··· Passage to read ···
Lieutenant-General Félix Maximilien Eugène Wielemans (10 January 1863 – 5 January 1917) was the Chief of Staff of the Belgian Army during the First World War.

After serving as the Chief of the Military Cabinet to the War Office under Charles de Broqueville in the run-up to the War, he took up the post of Deputy Chief of the General Staff in 1914, and was promoted to Chief of the General Staff in 1915. He represented Belgium at the Allied War Council in December 1915, and the Paris Conference in March 1916.

He received a large number of decorations for his role in the war, including the personal presentation of the Legion d'Honneur by General Joffre.

He died suddenly in January 1917, at Houtem; the cause of his death was reported by The New York Times as pneumonia contracted whilst in the trenches.
···
Task instructions.
A) Name every distinct year that appears in the passage about Félix Wielemans, in chronological order.
B) Please repeat the passage about Félix Wielemans word for word, starting at "Lieutenant-General Félix Maximilien" and ending at "First World War.".
··· Source data ···
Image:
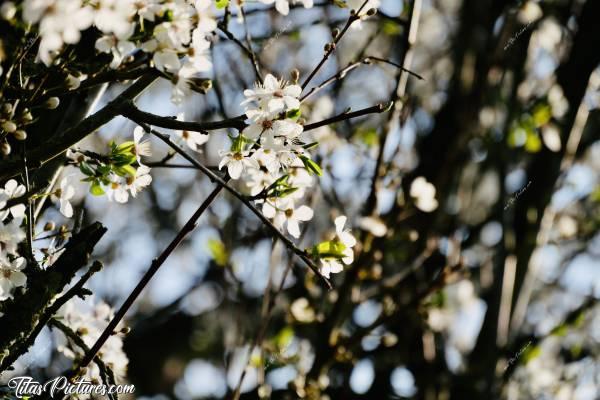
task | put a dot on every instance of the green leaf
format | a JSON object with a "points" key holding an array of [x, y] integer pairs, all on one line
{"points": [[330, 249], [218, 252], [311, 166], [533, 144], [293, 114], [309, 146], [96, 189], [542, 114], [86, 169], [368, 136], [284, 338], [125, 170], [221, 3], [391, 28]]}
···
Responses per task.
A) 1863, 1914, 1915, 1916, 1917

B)
Lieutenant-General Félix Maximilien Eugène Wielemans (10 January 1863 – 5 January 1917) was the Chief of Staff of the Belgian Army during the First World War.